◆ GIVEN REQUEST: Rename "photograph" to "image" in everything from the start of the listing down to the line containing "[277,386,471,467]", and reproduce those lines with nothing else altered.

◆ Excerpts of bounding box data:
○ ○ ○ ○

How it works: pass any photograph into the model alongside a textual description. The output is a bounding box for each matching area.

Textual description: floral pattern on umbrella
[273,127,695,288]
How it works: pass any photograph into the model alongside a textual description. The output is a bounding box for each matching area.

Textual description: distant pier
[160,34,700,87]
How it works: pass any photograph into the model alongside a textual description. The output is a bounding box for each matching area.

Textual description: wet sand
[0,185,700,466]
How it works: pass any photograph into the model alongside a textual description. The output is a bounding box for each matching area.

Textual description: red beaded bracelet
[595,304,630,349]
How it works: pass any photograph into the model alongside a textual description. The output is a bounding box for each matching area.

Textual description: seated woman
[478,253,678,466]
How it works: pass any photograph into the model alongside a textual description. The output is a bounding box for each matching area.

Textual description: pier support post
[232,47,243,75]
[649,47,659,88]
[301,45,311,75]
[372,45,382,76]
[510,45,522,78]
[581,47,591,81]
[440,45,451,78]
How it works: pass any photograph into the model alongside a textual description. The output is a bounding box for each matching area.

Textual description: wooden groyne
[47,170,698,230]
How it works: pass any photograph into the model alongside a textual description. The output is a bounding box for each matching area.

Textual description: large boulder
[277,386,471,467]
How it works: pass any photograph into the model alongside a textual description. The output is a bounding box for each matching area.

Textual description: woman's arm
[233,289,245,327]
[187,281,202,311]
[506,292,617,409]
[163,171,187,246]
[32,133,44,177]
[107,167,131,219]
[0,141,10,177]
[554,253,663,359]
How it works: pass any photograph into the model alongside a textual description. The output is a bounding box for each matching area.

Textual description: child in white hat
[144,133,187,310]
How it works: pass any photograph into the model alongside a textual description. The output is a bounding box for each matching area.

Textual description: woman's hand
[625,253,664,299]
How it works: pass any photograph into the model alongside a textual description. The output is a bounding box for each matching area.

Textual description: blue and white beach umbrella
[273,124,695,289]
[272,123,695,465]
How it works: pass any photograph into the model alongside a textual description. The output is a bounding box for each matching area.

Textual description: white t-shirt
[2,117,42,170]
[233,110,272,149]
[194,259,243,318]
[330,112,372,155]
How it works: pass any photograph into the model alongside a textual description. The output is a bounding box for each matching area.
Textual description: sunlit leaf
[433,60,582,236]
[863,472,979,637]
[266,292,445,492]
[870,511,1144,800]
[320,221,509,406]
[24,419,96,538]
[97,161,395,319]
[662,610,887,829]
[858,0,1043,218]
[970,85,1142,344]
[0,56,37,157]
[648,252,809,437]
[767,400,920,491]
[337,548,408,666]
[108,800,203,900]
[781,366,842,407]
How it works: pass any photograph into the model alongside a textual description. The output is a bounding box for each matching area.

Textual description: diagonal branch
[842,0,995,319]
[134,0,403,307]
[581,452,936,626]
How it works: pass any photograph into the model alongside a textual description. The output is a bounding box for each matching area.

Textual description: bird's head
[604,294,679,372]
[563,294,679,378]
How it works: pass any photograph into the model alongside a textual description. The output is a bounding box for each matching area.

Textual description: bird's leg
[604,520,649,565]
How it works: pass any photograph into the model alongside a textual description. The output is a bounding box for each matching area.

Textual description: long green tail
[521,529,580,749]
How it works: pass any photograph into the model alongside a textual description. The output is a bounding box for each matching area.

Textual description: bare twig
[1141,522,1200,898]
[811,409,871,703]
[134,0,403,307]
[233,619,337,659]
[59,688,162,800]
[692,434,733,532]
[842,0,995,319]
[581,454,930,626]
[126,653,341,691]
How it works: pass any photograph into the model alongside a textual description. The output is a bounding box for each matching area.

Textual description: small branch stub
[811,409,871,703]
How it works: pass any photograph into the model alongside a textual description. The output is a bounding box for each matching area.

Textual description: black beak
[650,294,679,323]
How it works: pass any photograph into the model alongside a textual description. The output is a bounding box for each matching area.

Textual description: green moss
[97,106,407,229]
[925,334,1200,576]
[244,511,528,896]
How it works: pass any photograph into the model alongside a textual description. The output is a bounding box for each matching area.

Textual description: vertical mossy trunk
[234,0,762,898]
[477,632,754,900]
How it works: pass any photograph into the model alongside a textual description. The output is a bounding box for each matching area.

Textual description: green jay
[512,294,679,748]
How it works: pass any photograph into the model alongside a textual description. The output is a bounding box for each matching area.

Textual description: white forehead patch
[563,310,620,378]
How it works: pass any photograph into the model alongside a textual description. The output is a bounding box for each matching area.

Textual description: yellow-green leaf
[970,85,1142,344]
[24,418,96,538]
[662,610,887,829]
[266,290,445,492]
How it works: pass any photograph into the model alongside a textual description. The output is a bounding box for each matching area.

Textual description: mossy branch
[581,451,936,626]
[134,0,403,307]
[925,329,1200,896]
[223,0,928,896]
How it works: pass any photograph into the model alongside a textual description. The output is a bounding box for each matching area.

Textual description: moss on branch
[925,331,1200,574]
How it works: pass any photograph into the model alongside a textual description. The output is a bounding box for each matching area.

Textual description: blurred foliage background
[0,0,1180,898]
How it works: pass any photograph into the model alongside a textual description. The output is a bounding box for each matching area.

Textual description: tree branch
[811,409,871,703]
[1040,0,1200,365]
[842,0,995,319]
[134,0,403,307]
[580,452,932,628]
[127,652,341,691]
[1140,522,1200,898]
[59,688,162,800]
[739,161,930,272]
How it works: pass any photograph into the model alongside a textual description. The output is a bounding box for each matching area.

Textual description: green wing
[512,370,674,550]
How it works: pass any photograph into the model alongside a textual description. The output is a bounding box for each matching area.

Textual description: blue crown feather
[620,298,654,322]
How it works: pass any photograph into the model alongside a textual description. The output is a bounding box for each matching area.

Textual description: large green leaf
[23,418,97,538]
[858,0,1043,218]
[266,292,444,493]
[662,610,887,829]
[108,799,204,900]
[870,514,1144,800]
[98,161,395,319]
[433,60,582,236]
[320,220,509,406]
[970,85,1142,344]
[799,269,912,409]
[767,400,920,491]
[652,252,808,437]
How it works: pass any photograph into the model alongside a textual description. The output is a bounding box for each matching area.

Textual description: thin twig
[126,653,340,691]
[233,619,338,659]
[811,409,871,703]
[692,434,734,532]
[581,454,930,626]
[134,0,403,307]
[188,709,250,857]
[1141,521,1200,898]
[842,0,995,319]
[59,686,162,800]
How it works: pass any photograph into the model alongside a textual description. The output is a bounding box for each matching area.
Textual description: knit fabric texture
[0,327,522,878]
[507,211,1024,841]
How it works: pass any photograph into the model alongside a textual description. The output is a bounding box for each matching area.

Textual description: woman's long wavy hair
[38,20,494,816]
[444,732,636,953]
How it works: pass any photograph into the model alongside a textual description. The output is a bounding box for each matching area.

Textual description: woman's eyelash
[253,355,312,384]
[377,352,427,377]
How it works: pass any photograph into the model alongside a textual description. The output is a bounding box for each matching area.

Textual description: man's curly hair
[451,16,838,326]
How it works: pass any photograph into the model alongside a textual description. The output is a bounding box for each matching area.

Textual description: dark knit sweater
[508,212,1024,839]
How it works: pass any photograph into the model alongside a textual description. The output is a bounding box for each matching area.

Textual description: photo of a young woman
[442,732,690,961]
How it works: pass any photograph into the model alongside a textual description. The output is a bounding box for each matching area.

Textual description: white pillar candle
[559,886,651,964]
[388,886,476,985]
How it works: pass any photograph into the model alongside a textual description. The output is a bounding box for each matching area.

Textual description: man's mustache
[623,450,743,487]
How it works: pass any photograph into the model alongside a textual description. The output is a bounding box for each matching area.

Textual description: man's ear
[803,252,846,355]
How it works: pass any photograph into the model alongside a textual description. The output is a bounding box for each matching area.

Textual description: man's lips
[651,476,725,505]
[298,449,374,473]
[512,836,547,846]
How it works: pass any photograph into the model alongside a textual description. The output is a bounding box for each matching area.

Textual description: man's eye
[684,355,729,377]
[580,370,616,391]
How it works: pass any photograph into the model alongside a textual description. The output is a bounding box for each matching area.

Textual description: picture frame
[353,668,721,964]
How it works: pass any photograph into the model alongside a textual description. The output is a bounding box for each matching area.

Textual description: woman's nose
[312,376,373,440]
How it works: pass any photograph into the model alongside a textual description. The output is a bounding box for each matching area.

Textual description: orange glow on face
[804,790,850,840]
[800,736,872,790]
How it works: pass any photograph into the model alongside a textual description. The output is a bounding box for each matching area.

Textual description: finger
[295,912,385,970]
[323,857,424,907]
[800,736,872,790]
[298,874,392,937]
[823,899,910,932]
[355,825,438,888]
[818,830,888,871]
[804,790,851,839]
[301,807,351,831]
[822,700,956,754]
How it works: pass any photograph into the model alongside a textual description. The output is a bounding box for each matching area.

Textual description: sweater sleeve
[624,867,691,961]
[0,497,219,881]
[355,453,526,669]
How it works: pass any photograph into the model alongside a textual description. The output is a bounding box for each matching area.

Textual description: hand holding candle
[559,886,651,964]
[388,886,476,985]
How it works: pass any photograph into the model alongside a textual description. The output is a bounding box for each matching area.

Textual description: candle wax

○ ○ ○ ○

◆ TASK ANSWER:
How it works: pass any image into the model alongside a textual description. The output is a bounding box for each matching area.

Textual description: floral pattern on umbrella
[273,127,695,288]
How it works: pass any image into the model alongside a textual description. The output is a bounding box for each matching area.

Textual description: distant pier
[160,34,700,87]
How it works: pass any image into the model alongside a textual description. The output is a bounding box for each matching area.

Textual description: wet sand
[0,185,700,466]
How it works: pass any image into the model alongside a textual description. The output is a bounding box for each matching area.

Textual description: red beaded bracelet
[595,304,630,349]
How it works: pass any image into the model alongside a textual description. The output is a bounding box for each matching area.

Textual description: seated woman
[478,253,678,466]
How it works: pass any image into the model alongside a textual description. The output is a bounding box for each matching area.

Textual description: pier support post
[232,47,243,75]
[649,47,659,88]
[301,45,311,75]
[372,45,382,76]
[510,45,522,78]
[581,47,591,81]
[440,45,451,78]
How it works: pass any image into the model alongside a textual description. The output is a bounding box for each matching area.

Textual description: wooden groyne
[47,170,698,230]
How it works: pass any image into the model alongside a textual description. The output is a bounding box for each matching area.

Textual description: large boulder
[277,386,471,467]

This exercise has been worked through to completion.